▸ Provided data
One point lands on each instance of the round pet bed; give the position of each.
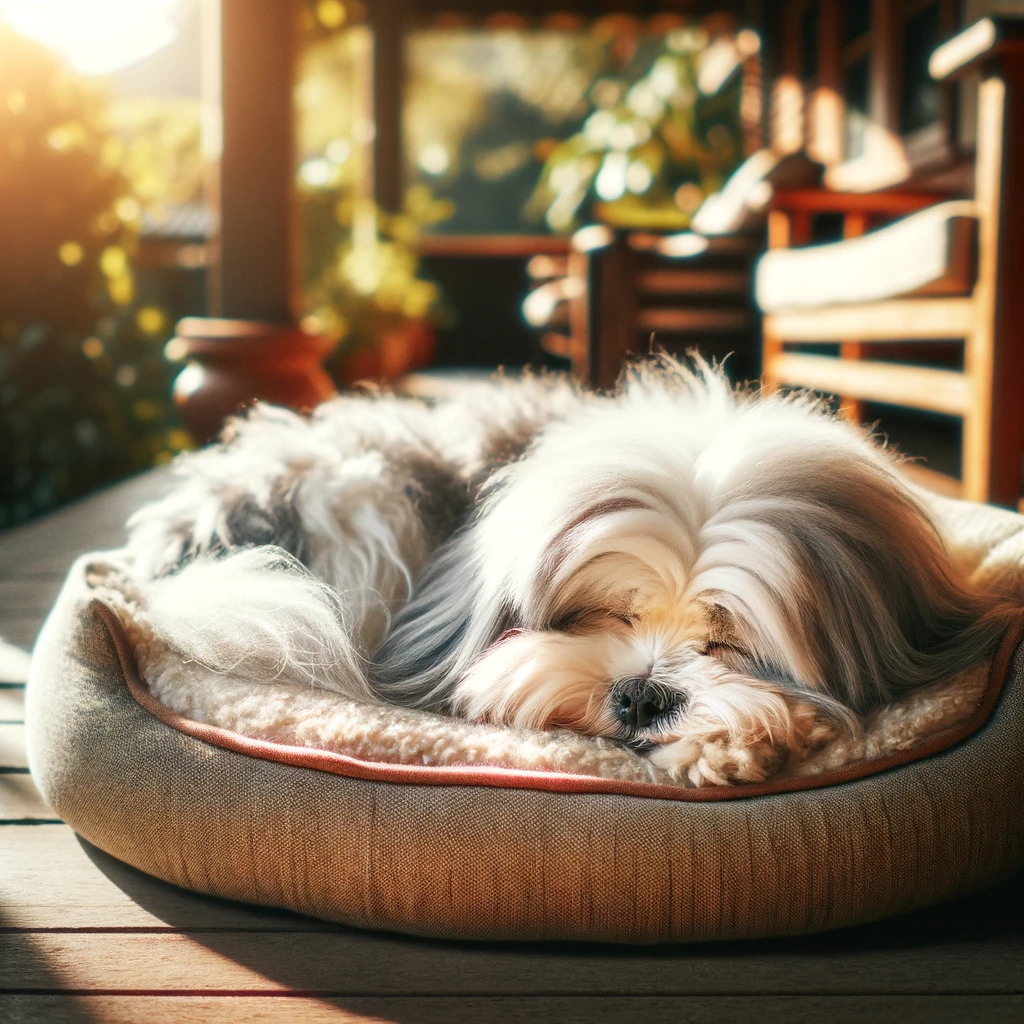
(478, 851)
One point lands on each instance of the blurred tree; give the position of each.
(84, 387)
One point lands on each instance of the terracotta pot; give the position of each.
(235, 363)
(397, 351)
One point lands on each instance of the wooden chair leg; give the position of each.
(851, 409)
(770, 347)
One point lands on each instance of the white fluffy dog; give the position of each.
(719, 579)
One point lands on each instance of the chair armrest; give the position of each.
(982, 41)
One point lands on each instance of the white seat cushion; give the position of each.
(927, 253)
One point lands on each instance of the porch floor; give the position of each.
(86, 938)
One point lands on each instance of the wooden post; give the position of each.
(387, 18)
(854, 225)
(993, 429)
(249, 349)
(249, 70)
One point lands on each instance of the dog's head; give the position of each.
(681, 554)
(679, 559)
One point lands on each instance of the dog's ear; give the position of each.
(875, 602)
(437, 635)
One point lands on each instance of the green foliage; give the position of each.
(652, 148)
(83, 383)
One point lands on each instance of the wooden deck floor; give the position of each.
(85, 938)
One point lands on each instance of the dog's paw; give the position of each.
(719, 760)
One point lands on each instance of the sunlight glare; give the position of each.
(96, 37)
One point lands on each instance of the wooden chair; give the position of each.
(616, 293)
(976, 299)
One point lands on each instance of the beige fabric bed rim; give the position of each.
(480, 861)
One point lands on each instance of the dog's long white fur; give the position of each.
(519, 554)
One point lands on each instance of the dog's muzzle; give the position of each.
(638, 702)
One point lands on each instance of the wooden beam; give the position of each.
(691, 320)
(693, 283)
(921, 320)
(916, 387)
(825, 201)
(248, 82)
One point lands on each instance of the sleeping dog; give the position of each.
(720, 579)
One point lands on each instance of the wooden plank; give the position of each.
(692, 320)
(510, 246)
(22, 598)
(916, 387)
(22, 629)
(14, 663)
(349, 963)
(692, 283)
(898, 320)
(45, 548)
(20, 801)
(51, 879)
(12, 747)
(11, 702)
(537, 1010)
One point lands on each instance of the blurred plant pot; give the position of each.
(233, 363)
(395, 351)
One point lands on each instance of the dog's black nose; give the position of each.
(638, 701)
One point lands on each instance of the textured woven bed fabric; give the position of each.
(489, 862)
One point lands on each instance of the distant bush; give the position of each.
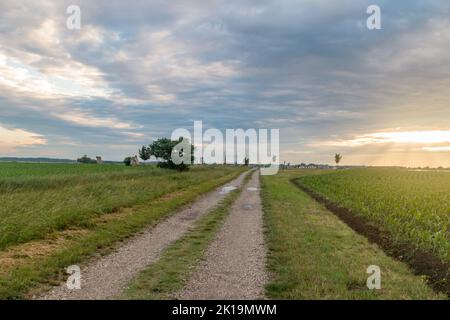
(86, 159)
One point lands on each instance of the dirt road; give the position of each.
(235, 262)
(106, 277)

▸ The problem
Every record above should be written out again exactly; the pictures stay out of the copy.

▸ Task solution
One point lands on each instance of the round pet bed; give the position of each.
(478, 851)
One point lands on each instance of the blurred tree; give the position of each.
(84, 387)
One point lands on each instance of the terracotta pot; give the position of each.
(235, 363)
(397, 351)
One point lands on each instance of the wooden chair leg; give the position of each.
(851, 409)
(770, 347)
One point lands on each instance of the white fluffy dog; give the position of each.
(719, 579)
One point lands on each instance of the chair armrest; give the position of each.
(982, 41)
One point lands on each instance of the white seat cushion; give the position of each.
(927, 253)
One point lands on each instance of the porch floor; give the position of each.
(86, 938)
One point lands on each instance of the wooden post; give the position of each.
(387, 18)
(854, 225)
(993, 429)
(249, 349)
(249, 70)
One point lands on each instance of the dog's head; give the position of each.
(681, 554)
(679, 559)
One point lands on each instance of the dog's ear; give the position of each.
(875, 602)
(437, 635)
One point lands on each instance of the green foliage; give the position of each.
(652, 148)
(83, 383)
One point lands on each instance of the wooden deck floor; give the position of each.
(85, 938)
One point lands on each instance of the dog's paw; give the position of each.
(719, 760)
One point lands on each instance of the sunlight glare; give the position of each.
(96, 37)
One point lands on each instance of the wooden chair; give the position of each.
(616, 293)
(976, 299)
One point lands on each instance of the beige fabric bed rim; give the position of each.
(480, 861)
One point lands on each instance of the dog's long white fur; give the position of each.
(519, 554)
One point lands on each instance of the dog's muzzle; give the position of each.
(638, 702)
One point lands on each instance of the wooden beam; give the position of each.
(691, 320)
(693, 283)
(921, 320)
(916, 387)
(825, 201)
(248, 82)
One point lands on each instance of the sleeping dog; give the position of each.
(720, 579)
One point lands on each instance of the wooden plank; give the position of each.
(692, 320)
(510, 246)
(22, 598)
(916, 387)
(22, 629)
(14, 663)
(349, 963)
(692, 283)
(898, 320)
(45, 548)
(20, 801)
(51, 879)
(12, 747)
(11, 702)
(537, 1010)
One point lands on each instance of the blurred plant pot; give the position of each.
(233, 363)
(395, 351)
One point lands on each instance of the dog's black nose; give the position of each.
(638, 701)
One point lands on each instance of the textured woven bed fabric; give the position of each.
(489, 862)
One point lands on each instance of the distant bush; give the position of each.
(86, 159)
One point lands on each instance of the dirt road; give the position of each.
(235, 262)
(106, 277)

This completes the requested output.